## EXERCISE PROMPT:
The required answer is every line of the data containing the word "blonde".

## Data entries:
-- Opening Marker --
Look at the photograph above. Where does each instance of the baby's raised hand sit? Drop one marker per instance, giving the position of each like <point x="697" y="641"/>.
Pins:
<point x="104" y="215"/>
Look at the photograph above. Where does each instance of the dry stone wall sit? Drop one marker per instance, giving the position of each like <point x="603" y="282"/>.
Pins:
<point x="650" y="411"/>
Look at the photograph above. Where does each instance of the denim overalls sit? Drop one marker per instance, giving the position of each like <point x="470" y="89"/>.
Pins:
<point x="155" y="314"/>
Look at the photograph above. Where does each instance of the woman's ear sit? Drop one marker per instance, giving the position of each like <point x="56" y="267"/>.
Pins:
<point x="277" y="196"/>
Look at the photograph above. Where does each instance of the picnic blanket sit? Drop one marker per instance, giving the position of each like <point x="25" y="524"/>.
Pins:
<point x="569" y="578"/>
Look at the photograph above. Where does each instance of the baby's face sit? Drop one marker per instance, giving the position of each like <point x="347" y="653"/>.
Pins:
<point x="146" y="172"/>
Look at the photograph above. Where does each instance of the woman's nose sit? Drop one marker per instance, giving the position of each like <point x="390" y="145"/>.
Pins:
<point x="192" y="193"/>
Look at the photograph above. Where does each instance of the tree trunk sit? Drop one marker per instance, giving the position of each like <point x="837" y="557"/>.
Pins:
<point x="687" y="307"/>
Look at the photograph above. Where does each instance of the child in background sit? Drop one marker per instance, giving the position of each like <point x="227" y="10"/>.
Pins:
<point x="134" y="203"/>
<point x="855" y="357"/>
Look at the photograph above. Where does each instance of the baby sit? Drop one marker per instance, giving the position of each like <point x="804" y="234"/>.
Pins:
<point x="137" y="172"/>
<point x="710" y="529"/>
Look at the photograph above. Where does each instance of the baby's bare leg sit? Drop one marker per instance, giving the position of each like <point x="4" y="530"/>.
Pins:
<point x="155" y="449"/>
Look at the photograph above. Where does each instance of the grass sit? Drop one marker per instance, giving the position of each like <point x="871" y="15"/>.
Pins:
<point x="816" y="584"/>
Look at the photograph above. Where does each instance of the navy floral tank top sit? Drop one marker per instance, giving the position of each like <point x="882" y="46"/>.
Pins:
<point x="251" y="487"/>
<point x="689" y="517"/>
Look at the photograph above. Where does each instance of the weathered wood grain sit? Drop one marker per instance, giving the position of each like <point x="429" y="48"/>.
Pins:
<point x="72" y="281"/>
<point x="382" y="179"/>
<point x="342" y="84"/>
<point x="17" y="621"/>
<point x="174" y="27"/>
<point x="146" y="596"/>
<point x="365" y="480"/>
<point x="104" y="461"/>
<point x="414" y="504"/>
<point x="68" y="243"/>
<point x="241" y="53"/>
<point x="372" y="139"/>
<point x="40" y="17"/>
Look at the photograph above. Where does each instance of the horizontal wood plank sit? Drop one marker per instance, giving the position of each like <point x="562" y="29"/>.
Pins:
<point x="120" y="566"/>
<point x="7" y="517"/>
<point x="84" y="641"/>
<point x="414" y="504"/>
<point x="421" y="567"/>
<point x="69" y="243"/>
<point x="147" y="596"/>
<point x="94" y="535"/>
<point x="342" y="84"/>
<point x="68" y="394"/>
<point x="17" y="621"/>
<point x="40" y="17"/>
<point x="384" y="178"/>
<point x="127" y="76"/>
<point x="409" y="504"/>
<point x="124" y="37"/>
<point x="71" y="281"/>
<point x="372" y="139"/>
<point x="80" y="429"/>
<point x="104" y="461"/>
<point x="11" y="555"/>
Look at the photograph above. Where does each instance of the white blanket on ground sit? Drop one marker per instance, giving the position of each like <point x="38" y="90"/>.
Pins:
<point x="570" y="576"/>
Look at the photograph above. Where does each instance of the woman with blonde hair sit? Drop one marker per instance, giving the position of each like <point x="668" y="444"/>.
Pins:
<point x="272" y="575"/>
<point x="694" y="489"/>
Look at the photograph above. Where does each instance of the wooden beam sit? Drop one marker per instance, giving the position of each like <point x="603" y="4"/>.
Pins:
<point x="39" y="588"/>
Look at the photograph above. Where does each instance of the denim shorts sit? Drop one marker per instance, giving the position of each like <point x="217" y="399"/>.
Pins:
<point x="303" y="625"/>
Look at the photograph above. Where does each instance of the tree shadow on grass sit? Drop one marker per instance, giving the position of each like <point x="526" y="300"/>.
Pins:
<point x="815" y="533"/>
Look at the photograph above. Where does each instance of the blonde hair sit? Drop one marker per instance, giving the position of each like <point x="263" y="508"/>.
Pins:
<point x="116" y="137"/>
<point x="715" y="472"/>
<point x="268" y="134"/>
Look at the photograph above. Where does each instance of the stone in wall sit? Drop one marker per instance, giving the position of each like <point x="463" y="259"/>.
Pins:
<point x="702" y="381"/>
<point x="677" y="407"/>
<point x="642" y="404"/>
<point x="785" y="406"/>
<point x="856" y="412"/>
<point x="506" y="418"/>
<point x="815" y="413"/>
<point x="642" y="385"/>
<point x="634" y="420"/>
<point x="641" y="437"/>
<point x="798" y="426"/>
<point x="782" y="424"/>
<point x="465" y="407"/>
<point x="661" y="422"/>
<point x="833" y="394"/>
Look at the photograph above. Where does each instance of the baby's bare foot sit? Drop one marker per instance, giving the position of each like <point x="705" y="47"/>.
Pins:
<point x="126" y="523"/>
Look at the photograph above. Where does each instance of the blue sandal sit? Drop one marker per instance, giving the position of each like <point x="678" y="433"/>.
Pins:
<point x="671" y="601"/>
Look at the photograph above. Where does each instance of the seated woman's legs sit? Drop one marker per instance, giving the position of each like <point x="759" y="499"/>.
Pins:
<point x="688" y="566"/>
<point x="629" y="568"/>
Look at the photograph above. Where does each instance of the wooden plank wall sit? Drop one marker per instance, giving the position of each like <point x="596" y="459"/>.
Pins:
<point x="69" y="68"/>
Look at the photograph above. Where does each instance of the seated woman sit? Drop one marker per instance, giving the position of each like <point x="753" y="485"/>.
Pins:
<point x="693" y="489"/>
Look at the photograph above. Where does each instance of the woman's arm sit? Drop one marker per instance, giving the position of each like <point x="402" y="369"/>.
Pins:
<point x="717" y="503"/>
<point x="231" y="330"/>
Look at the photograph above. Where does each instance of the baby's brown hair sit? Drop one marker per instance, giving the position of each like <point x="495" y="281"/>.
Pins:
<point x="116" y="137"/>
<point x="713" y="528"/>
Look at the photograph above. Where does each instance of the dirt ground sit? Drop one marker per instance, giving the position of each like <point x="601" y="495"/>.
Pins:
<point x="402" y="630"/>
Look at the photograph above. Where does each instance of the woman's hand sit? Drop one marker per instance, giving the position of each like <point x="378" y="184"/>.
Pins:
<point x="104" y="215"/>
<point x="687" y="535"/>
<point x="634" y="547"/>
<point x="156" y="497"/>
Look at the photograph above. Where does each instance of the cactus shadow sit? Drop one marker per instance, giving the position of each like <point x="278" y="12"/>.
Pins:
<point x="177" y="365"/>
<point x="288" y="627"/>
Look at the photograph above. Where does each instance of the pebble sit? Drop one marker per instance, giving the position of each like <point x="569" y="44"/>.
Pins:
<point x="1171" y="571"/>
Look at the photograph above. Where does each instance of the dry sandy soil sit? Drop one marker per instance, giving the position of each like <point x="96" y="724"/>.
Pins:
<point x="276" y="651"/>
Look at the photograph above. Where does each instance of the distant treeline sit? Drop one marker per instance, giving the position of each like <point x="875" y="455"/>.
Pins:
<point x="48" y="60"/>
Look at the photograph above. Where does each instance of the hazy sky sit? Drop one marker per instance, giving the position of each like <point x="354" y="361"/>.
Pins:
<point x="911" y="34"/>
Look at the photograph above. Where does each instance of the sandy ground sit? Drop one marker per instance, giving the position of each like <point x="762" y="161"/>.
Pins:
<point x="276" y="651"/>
-- Closing Marker --
## SOLUTION FOR THIS PROBLEM:
Look at the photograph above. Where does each instance of the woman with blonde hair sit? Drop one marker per instance, giving the position of each like <point x="668" y="444"/>.
Look at the photograph above. Where does each instance of the blonde hair sit? Drop one marker per instance, giving the position of each like <point x="263" y="508"/>.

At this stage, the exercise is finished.